Quoted text>

····················

UW’s coordinators will make play-calling debuts in SEC country. ‘Talk about getting your feet wet’

Washington co-defensive coordinator Jimmy Lake works with players at the first practice of spring football for the NCAA college team Wednesday, March 28, 2018, in Seattle. (AP Photo/Elaine Thompson)
Washington co-defensive coordinator Jimmy Lake works with players at the first practice of spring football for the NCAA college team Wednesday, March 28, 2018, in Seattle. (AP Photo/Elaine Thompson) AP

This University of Washington football team is traveling more than 2,600 miles across country for maybe the biggest season opener in team history, with the No. 6 Huskies taking on No. 9 Auburn on Saturday.

But whether UW wins or loses the opening coin toss it won’t matter – its coordinators on both sides of the football will be calling the shots for the first time.

“You talk about getting your feet wet right away,” UW coach Chris Petersen said earlier this week.

He was specifically talking there about first-year offensive coordinator Bush Hamdan, who is back at Montlake after spending last season coaching quarterbacks for the Atlanta Falcons.

····················

Annotated coordinate data:
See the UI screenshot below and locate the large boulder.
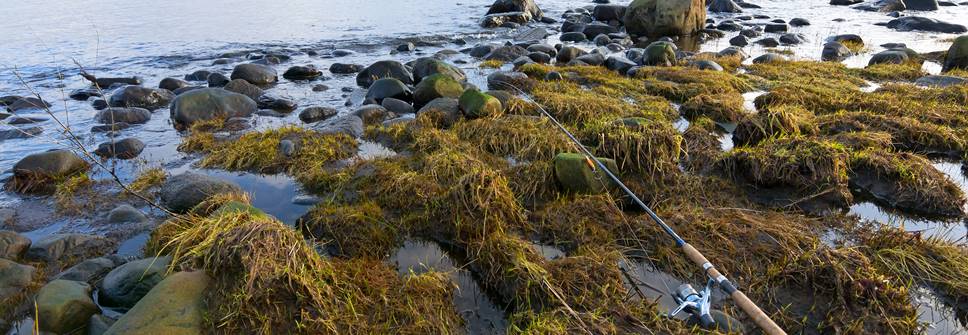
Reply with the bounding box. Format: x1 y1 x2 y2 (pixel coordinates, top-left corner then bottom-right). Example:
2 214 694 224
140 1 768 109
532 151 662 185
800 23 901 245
0 230 30 260
413 74 464 106
942 35 968 72
487 0 544 19
458 89 504 119
94 137 145 159
230 63 279 85
413 57 467 83
105 271 211 335
366 78 413 103
98 256 171 309
160 172 242 213
0 258 37 304
554 153 618 194
7 149 90 193
356 60 413 88
623 0 706 37
25 234 117 262
108 85 175 110
34 279 100 334
171 88 259 127
887 16 968 34
94 107 151 124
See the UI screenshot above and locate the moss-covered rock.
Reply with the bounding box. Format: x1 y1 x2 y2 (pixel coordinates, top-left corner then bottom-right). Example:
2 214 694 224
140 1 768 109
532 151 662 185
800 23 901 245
35 280 98 334
554 153 618 194
413 73 464 106
105 271 210 335
458 89 504 119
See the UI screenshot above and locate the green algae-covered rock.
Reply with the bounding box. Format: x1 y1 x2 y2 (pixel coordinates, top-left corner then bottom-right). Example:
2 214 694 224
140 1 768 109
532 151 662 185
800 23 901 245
98 256 171 309
623 0 706 37
458 89 504 119
943 35 968 72
413 73 464 106
35 280 99 334
105 271 210 335
642 41 676 66
554 153 618 194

····················

To-do list>
#1 In the football article, what did Bush Hamdan do last season?
#2 Carry on the football article from its last sentence.
These data come from a different source than the text.

Per-task outputs>
#1 He coached quarterbacks for the Atlanta Falcons.

#2
The Falcons play at Mercedes-Benz Stadium, where UW and Auburn are playing at 12:30 p.m. Saturday. It’s a neutral site but, let’s be real, this is basically a home game for Auburn, with its campus just over 100 miles away from the stadium.

“It was hard to get guys to Falcons games there last year,” Hamdan said. “But if Georgia, Alabama or Auburn were playing there were like 80,000 people there. It’s in their blood. They love college football, but we’re doing everything we can to represent this city.”

And on UW’s defense, Jimmy Lake will call plays for the first time after earning a promotion this past offseason from co-defensive coordinator to defensive coordinator, with now co-defensive coordinator Pete Kwiatkowski voluntarily stepping down to allow for Lake’s promotion.

Lake, the former Eastern Washington University safety now gets to try to call plays against this Auburn offense, which features likely NFL-bound, dual-threat quarterback Jarrett Stidham.

“He’s got the NFL size and the ball comes out nice and clean and easy – and then if we’re covering everything up he’ll do a good job of moving around and he’ll try to dice you again or he’ll tuck it and run,” Lake said. “He causes a lot of issues. We got to be on our game and it’s going to be a heck of a challenge.”

Hamdan said he’s worked with the offense this week extensively on handling the expected crowd noise. He wouldn’t go into any great details, but …

“We have a plan in place for that,” he said with a smile.

“We’re ready to go. Just excited to see these guys cut loose. But anytime you travel as far across the country as we are, first and foremost is handling the crowd noise.”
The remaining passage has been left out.